--- Selected excerpt ---

The natural populations of many CWRs are increasingly at risk. They are threatened by habitat loss through the destruction and degradation of natural environment or their conversion to other uses. Deforestation is leading to the loss of many populations of important wild relatives of fruit, nut, and industrial crops. Populations of wild relatives of cereal crops that occur in arid or semi-arid lands are being severely reduced by over grazing and resulting desertification. The growing industrialization of agriculture is drastically reducing the occurrence of CWRs within the traditional agro-ecosystems. The wise conservation and use of CWRs are essential elements for increasing food security, eliminating poverty, and maintaining the environment.

Conservation strategies for CWRs often consider both in situ and ex situ conservation. These are complementary approaches to CWR conservation, since each has its own advantages and disadvantages. For example, whilst ex situ conservation protects CWR (or more correctly, their genes) from threats in the wild, it can limit evolution and adaptation to new environmental challenges.

--- Source material ---

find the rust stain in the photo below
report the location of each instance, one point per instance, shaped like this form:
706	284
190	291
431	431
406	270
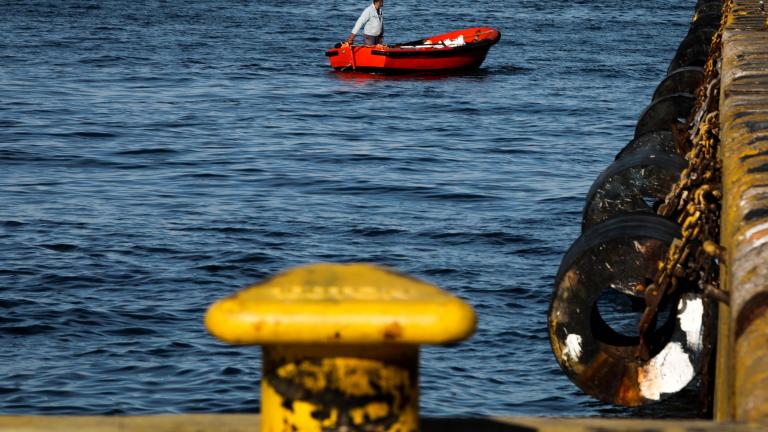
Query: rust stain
753	309
393	331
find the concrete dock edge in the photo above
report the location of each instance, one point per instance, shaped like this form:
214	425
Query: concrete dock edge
742	385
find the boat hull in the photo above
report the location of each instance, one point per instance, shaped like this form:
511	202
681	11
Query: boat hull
426	55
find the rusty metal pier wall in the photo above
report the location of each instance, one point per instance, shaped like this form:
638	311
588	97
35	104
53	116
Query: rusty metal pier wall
742	388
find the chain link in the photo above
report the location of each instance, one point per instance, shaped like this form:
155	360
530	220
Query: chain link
694	202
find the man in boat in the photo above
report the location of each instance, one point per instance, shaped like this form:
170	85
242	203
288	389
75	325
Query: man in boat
373	19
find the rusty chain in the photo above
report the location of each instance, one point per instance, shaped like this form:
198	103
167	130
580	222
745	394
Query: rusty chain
694	202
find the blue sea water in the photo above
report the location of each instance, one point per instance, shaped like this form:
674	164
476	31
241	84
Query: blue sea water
158	155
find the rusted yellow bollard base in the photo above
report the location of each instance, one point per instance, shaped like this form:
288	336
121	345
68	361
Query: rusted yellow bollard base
321	388
341	344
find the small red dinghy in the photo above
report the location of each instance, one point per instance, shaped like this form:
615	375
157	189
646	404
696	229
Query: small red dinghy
461	49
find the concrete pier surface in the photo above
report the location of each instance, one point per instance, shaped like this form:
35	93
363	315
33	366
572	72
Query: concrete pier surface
250	423
742	382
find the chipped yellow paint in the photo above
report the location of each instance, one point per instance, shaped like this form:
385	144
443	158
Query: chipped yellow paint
340	344
315	388
341	304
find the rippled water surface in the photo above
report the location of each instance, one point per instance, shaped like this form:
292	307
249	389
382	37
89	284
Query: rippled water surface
158	155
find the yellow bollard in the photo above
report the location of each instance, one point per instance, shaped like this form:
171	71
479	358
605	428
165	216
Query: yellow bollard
340	344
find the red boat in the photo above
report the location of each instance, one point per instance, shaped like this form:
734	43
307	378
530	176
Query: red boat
461	49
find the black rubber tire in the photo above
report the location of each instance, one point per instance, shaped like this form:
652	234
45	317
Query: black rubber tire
683	80
632	184
657	141
665	112
693	50
622	251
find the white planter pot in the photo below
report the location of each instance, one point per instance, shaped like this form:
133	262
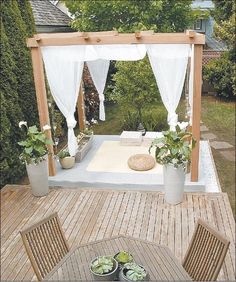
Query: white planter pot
174	179
38	178
67	162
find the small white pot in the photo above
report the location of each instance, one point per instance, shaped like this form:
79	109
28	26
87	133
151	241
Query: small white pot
67	162
38	178
174	179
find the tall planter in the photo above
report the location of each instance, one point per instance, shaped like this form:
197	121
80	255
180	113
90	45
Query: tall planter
38	177
174	179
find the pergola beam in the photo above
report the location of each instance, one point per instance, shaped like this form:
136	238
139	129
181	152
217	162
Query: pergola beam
93	38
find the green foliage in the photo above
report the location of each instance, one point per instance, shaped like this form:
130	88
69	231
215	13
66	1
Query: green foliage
10	165
223	9
130	15
15	29
137	88
103	265
18	100
134	272
124	257
153	119
34	145
221	74
63	154
27	16
174	147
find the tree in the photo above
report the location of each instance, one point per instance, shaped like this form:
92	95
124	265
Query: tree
11	114
27	16
135	89
221	73
223	10
15	29
130	15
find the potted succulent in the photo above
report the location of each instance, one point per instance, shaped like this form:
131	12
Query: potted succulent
104	268
173	151
133	272
123	257
35	156
66	160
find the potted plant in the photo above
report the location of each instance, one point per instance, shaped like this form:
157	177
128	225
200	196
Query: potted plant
104	268
173	151
84	140
133	272
66	160
34	155
123	257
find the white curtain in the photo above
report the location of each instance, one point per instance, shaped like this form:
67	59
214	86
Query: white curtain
190	91
64	79
98	70
169	63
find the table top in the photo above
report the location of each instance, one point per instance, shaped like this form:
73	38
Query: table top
158	260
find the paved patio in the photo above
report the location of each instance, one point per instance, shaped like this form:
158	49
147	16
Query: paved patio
88	215
85	174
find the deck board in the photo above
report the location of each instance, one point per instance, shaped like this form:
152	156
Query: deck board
89	215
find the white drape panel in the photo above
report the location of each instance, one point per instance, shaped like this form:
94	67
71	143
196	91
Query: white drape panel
169	63
98	70
64	79
190	91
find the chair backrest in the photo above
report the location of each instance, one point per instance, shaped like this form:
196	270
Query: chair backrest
206	253
45	244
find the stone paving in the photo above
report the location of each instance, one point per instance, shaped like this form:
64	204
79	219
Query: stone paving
225	148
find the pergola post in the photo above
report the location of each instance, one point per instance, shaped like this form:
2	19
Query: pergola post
41	95
196	115
81	108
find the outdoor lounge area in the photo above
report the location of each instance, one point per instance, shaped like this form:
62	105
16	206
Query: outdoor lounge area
90	215
101	207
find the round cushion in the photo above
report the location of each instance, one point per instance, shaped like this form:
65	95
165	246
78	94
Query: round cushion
141	162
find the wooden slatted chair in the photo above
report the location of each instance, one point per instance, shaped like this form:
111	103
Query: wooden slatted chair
45	244
206	253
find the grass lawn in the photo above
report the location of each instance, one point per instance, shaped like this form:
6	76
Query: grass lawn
219	117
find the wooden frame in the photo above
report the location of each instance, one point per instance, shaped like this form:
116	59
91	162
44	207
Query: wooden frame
206	253
113	37
37	239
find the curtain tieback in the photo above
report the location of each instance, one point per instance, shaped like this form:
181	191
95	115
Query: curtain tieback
172	119
71	122
101	97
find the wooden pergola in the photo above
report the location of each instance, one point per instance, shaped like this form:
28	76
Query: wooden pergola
113	37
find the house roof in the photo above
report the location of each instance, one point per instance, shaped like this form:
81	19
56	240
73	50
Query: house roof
47	14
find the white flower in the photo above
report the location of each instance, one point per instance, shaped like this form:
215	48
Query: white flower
183	125
22	123
46	127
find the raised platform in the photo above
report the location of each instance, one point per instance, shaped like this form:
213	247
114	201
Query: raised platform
105	166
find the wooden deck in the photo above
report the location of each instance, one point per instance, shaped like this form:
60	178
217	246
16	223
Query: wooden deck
89	215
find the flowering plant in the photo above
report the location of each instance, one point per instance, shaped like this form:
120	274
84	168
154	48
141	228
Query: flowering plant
35	144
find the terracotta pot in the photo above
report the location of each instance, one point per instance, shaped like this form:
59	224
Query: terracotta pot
174	179
67	162
38	178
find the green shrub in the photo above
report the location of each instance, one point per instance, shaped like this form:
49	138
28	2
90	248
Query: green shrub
221	75
153	119
10	165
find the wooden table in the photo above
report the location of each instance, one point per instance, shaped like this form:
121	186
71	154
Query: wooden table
157	260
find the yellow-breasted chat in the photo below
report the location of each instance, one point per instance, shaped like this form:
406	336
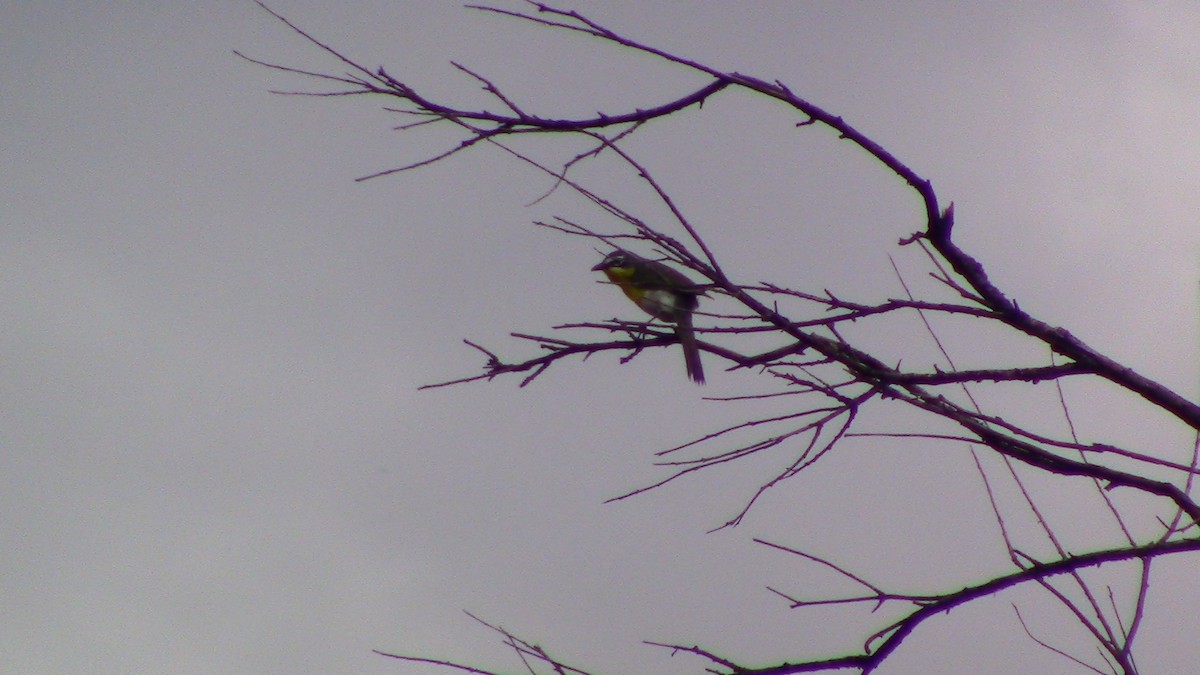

---

> **Task description**: Extend the passage on conserving crop wild relatives, starting right after its final sentence.

> **Reply**:
In 2016, 29% of wild relative plant species were completely missing from the world’s genebanks, with a further 24% represented by fewer than 10 samples. Over 70% of all crop wild relative species worldwide were in urgent need of further collecting to improve their representation in genebanks, and over 95% were insufficiently represented with regard to the full range of geographic and ecological variation in their native distributions. While the most critical priorities for further collecting were found in the Mediterranean and Near East, Western and Southern Europe, Southeast and East Asia, and South America, crop wild relatives insufficiently represented in genebanks are distributed across almost all countries worldwide.

== Examples of wild relatives ==

=== Grains ===
- Oats (Avena sativa) – Avena byzantina
- Quinoa (Chenopodium quinoa) – Chenopodium berlandieri
- Finger Millet (Eleusine coracana) – Eleusine africana
- Barley (Hordeum vulgare) – Hordeum arizonicum and Hordeum spontaneum
- Rice (Oryza sativa) – Oryza rufipogon
- African Rice (Oryza glaberrima) – Oryza barthii
- Pearl Millet (Pennisetum glaucum) – Pennisetum purpureum
- Rye (Secale cereale subsp. cereale) – Secale cereale subsp. dighoricum
- Sorghum (Sorghum bicolor) – Sorghum arundinaceum and Sorghum halepense
- Broom millet (Panicum miliaceum) – Panicum fauriei
- Wheat (Triticum aestivum) – Einkorn wheat (Triticum monococcum)
- Maize (Zea mays subsp. mays) – Zea diploperennis

=== Vegetables ===

Note: Many different vegetables share one common ancestor, particularly in the Brassica genus of plants (cruciferous vegetables). Many vegetables are also hybrids of different species, again this is particularly true of Brassicas (see e.g. triangle of U).
- Asparagus (Asparagus officinalis) – Asparagus dauricus
- Beet (Beta vulgaris subsp. vulgaris) – Beta vulgaris subsp. maritima
- Black Mustard (Brassica nigra) – Wild mustard (Sinapis arvensis)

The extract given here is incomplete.